* [TASK DESCRIPTION]: Locate each line in the data below that contains the word "football" and copy those lines.

* [ENTRIES]:
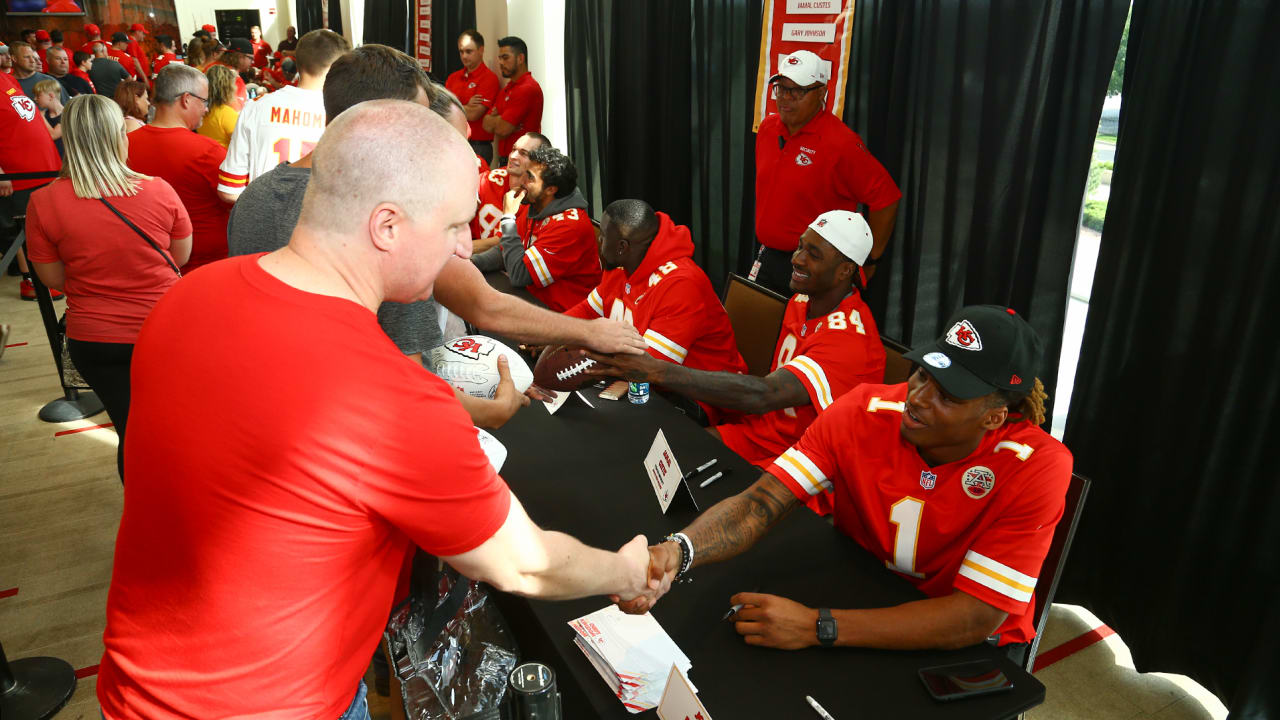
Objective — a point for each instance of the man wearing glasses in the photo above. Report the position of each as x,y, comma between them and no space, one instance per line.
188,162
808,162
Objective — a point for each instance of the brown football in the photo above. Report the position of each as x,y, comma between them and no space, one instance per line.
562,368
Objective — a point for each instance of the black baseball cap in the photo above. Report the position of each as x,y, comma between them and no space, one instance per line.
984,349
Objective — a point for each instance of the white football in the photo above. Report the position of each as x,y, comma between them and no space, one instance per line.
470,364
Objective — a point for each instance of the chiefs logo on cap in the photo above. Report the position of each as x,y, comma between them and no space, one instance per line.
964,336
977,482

...

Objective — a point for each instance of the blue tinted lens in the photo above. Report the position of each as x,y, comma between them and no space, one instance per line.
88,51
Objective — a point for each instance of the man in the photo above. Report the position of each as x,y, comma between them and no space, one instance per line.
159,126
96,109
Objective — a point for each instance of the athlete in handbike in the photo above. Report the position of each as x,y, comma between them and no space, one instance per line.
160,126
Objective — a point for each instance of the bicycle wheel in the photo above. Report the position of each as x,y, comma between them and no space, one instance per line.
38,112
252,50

* [OUTPUT FOR THIS TASK]:
Objective — a point for each instance of the brown football in the photo above. Report the position of each as x,y, comma between them and no space, one instance per line.
Objective — a point for each instance of the white football in the photo above. Report the position of each as x,y, comma between them and no space, one instance per line.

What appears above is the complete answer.